→ Text passage:

## Start

Referring now to the drawing wherein like numerals are used to indicate like parts, FIG. 1 shows one form of an electrical apparatus utilizing one of the preferred embodiments of this invention. As is shown in FIG. 1, an electrical apparatus 10 is in the form of a transformer having a core and coil unit 12 mounted within an enclosure 14. The core and coil unit 12 is immersed in a fluid dielectric 16 such as, for example, mineral oil. The enclosure 14 shown in FIG. 1 is in the form of a round tank 18 having a cover 20. As will be understood, high and low voltage bushings (not shown) are normally mounted on the cover 20 or the tank 18 providing a high voltage lead into the core and coil unit 12 and a low voltage distribution from the core and coil unit 12 to a load, such as a residential load. As above described, apparatus 10 is a conventional distribution transformer.
In order to improve the cooling of the transformer 10, heat pipes are provided. In the embodiment shown in FIGS. 1 through 3, attachment wells are provided in the form of substantially tubular members 22, 24 extending through openings 26, 28 in the wall of tank 18. The tubular shaped wells 22, 24 extend into the cooling fluid 16 of the transformer 10. As is best shown in FIG. 3, the wells 22, 24 are provided with a flange 29,30; the flange being welded to the tank of 18, as indicated at 32. Obviously, wells 22 and 24 could be secured to tank 18 by clamping, or other means, if desired. Heat pipes 34, 36 are provided, having an outside diameter slightly less than the inside diameter of the wells 22, 24. In the usual form of the invention caps would be placed over the outside of wells 22, 24, such caps being removed prior to the installation of heat pipes 34, 36. Before placing heat pipes 34, 36 in the wells 22, 24, a quantity of high thermally conductive grease is placed in the well, as is indicated at 38 in FIG. 3. As will be understood, grease 38 will improve the thermal conductivity between the wells 22, 24 and the heat pipes 34, 36. It will be clear to those skilled in the art that the evaporator section of the heat pipes 34, 36 will be inserted into wells 22, 24 while the condenser section will extend away from the transformer 10. For example, the condenser section may extend into the ground area surrounding transformer 10 when it is buried, such as indicated in FIG. 2.

## End

→ Exercise instructions:
Reproduce the transformer cooling text word for word, from "Referring now to" up to and including "conventional distribution transformer.".

Entries for pointing and labeling

## Start

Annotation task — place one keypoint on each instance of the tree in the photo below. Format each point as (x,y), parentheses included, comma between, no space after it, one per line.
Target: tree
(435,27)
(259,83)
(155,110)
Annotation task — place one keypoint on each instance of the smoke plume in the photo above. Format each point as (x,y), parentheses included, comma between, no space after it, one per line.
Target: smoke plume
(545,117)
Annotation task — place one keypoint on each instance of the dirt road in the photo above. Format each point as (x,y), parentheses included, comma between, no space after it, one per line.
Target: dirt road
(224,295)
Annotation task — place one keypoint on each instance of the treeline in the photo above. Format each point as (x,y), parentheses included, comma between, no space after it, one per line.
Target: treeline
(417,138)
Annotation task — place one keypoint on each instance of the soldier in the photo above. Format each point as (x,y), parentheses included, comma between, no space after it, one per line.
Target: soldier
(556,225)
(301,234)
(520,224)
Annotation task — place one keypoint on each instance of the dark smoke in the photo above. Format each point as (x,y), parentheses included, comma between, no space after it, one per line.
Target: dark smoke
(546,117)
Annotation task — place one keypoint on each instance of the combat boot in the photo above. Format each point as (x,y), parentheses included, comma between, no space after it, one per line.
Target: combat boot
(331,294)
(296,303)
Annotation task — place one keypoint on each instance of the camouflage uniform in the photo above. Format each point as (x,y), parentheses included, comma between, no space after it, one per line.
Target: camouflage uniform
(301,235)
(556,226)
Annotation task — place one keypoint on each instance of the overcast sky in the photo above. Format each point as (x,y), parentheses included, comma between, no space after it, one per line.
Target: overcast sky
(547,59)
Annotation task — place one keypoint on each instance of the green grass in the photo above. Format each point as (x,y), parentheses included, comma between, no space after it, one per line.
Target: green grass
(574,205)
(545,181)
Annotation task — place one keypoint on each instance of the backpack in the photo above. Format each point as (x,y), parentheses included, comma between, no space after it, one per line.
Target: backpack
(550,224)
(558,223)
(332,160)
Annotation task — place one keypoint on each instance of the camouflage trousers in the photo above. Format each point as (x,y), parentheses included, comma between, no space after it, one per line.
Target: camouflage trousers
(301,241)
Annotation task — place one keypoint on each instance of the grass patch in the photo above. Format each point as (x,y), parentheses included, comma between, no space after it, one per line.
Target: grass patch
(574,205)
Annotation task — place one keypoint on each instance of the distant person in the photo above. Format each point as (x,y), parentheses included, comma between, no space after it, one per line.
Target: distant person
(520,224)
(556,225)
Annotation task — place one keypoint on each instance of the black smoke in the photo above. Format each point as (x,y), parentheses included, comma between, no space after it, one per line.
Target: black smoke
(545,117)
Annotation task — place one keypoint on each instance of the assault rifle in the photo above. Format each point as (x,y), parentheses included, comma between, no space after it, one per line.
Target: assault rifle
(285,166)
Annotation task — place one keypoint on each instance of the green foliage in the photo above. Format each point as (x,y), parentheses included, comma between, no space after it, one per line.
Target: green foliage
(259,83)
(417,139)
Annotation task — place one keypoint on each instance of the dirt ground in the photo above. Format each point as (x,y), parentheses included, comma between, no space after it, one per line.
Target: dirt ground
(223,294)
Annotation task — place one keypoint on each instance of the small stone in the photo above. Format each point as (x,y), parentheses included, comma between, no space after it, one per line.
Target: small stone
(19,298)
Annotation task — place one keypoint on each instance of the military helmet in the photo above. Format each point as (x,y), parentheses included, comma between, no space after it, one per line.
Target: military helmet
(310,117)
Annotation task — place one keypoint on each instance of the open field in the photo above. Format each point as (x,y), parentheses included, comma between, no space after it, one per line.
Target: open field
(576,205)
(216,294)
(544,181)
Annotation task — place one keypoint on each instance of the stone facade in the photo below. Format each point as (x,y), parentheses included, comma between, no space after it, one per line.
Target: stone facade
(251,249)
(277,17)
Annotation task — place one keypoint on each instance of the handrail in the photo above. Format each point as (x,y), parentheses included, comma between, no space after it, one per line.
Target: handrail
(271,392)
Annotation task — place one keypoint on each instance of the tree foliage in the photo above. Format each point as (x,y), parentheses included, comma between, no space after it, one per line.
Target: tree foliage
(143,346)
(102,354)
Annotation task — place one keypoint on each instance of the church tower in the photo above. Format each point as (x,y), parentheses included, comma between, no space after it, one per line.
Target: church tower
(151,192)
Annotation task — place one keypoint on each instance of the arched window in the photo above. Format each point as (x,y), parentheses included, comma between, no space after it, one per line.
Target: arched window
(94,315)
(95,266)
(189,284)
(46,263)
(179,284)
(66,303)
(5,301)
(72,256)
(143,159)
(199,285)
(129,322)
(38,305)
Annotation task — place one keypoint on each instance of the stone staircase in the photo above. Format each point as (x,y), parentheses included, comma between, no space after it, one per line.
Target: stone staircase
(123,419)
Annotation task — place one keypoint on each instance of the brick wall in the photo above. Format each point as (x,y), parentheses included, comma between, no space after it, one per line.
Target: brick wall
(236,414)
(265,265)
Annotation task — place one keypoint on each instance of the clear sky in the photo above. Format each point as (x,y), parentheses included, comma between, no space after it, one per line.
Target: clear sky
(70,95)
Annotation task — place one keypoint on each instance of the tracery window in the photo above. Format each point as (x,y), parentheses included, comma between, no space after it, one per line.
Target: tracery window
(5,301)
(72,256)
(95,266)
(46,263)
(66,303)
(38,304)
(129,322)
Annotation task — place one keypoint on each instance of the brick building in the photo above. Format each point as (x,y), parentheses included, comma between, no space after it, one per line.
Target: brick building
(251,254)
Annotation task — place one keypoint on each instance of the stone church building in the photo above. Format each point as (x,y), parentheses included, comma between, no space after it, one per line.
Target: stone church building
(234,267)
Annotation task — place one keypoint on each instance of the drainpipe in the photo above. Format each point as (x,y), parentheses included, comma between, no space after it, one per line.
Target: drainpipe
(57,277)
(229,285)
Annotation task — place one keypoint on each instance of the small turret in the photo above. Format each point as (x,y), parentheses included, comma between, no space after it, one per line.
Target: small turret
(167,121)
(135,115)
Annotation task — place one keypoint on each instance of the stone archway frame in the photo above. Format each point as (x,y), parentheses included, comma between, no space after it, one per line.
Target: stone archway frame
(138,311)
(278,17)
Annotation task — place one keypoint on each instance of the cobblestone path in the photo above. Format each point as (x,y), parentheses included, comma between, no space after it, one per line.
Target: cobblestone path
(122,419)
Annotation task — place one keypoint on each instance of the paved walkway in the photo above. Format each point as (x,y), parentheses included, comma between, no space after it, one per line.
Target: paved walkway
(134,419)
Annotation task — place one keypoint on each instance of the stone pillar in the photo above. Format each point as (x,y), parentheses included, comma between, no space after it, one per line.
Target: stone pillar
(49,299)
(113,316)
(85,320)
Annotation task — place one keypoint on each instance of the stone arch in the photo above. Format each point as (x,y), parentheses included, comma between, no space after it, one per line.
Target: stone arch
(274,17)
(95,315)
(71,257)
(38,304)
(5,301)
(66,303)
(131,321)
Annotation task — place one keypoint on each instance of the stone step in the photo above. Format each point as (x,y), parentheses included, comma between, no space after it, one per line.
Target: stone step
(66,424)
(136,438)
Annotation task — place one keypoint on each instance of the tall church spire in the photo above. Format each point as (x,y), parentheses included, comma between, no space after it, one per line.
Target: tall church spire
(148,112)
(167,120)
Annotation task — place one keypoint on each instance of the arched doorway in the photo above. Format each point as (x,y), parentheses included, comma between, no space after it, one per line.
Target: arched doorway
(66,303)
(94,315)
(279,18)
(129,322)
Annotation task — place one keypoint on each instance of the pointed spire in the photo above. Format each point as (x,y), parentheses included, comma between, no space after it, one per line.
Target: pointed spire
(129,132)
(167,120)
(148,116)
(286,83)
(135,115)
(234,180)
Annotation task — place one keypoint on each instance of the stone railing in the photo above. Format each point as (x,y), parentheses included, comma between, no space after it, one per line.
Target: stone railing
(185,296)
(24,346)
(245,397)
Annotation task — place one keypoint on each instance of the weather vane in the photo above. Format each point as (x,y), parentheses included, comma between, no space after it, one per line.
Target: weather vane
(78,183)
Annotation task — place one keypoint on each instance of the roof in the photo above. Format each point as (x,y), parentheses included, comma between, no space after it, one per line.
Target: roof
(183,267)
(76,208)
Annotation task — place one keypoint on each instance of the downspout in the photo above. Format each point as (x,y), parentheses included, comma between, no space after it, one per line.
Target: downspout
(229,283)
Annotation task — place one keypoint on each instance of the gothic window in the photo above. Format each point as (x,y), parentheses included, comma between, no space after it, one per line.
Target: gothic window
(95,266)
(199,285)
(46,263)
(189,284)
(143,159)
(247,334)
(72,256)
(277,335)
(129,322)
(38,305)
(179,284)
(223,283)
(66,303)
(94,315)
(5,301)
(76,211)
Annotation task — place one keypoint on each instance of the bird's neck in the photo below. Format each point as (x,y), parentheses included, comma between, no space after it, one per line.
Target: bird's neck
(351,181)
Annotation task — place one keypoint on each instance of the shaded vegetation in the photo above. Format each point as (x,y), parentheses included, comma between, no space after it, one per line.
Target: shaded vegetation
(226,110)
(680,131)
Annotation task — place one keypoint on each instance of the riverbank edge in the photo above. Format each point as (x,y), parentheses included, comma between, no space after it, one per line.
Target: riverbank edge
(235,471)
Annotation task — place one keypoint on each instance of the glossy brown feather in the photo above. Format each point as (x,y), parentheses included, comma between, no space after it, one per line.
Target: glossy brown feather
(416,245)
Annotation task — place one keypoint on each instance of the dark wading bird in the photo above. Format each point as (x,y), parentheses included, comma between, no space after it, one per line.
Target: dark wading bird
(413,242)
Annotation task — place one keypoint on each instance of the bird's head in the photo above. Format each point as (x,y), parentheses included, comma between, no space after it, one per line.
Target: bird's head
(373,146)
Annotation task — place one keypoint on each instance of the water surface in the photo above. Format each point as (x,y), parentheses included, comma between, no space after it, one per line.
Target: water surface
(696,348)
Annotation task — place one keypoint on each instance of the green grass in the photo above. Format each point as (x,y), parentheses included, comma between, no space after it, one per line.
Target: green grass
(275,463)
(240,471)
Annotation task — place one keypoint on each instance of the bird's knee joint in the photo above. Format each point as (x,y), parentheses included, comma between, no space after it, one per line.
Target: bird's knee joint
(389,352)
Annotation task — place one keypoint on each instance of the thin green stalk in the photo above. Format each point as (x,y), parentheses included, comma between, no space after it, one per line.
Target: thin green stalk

## End

→ Written solution:
Referring now to the drawing wherein like numerals are used to indicate like parts, FIG. 1 shows one form of an electrical apparatus utilizing one of the preferred embodiments of this invention. As is shown in FIG. 1, an electrical apparatus 10 is in the form of a transformer having a core and coil unit 12 mounted within an enclosure 14. The core and coil unit 12 is immersed in a fluid dielectric 16 such as, for example, mineral oil. The enclosure 14 shown in FIG. 1 is in the form of a round tank 18 having a cover 20. As will be understood, high and low voltage bushings (not shown) are normally mounted on the cover 20 or the tank 18 providing a high voltage lead into the core and coil unit 12 and a low voltage distribution from the core and coil unit 12 to a load, such as a residential load. As above described, apparatus 10 is a conventional distribution transformer.